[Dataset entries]
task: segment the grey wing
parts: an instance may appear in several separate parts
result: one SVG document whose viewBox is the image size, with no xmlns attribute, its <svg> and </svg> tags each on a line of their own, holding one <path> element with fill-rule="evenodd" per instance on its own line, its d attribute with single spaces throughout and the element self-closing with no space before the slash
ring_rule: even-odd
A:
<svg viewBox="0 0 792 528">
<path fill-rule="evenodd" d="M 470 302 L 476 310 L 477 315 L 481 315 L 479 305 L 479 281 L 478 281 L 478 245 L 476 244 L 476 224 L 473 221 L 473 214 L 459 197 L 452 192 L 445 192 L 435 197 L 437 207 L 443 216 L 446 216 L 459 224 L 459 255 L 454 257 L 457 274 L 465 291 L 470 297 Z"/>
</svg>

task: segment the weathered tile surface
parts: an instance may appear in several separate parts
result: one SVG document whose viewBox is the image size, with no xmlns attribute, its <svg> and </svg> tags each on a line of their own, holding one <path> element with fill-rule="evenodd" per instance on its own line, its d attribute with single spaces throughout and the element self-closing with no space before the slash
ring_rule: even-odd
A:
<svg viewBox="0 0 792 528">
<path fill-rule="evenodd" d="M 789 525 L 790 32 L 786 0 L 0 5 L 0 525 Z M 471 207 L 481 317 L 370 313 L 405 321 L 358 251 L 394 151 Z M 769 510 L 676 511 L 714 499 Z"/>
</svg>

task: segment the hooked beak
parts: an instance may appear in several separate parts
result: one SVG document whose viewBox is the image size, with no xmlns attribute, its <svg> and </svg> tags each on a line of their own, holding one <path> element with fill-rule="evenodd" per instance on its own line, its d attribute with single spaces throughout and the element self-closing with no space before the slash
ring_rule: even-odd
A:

- [WORK INSTRUCTION]: The response should contain each record above, retyped exactly.

- [SOLVED EXERCISE]:
task: segment the grey wing
parts: an instance may appear in several separate parts
result: one SVG document whose viewBox is the image size, with no xmlns attribute, its <svg> and </svg> tags each on a line of their own, holding one <path> element with fill-rule="evenodd" per instance on its own line, its d attribute with single spaces throughout and the element self-closing with no space before the slash
ring_rule: even-odd
A:
<svg viewBox="0 0 792 528">
<path fill-rule="evenodd" d="M 470 302 L 476 310 L 477 315 L 481 315 L 479 305 L 479 281 L 478 281 L 478 245 L 476 244 L 476 224 L 473 221 L 473 214 L 459 197 L 452 192 L 445 192 L 435 197 L 437 207 L 443 216 L 446 216 L 459 224 L 459 255 L 454 257 L 457 274 L 465 291 L 470 297 Z"/>
</svg>

task: segment the weathered tile surface
parts: an instance may appear in several separate parts
result: one SVG document whose viewBox is the image size, with no xmlns attribute, its <svg> and </svg> tags each on a line of their own, holding one <path> element with fill-rule="evenodd" per instance on its own line, its d attribute with single spaces throughout and the element self-closing with no space before the slash
ring_rule: even-odd
A:
<svg viewBox="0 0 792 528">
<path fill-rule="evenodd" d="M 789 525 L 790 32 L 786 0 L 0 5 L 0 525 Z M 471 207 L 481 317 L 370 313 L 405 321 L 358 251 L 394 151 Z M 769 510 L 676 511 L 714 499 Z"/>
</svg>

task: segment the hooked beak
parts: an instance may appear in several separate parts
result: one SVG document whose viewBox is the image size, with no xmlns attribute, its <svg> and </svg> tags each on a line of their own, holding one <path> element with fill-rule="evenodd" per instance on its own line, its d attribute with single spaces throughout and the element self-closing with no space before the slash
ring_rule: even-odd
A:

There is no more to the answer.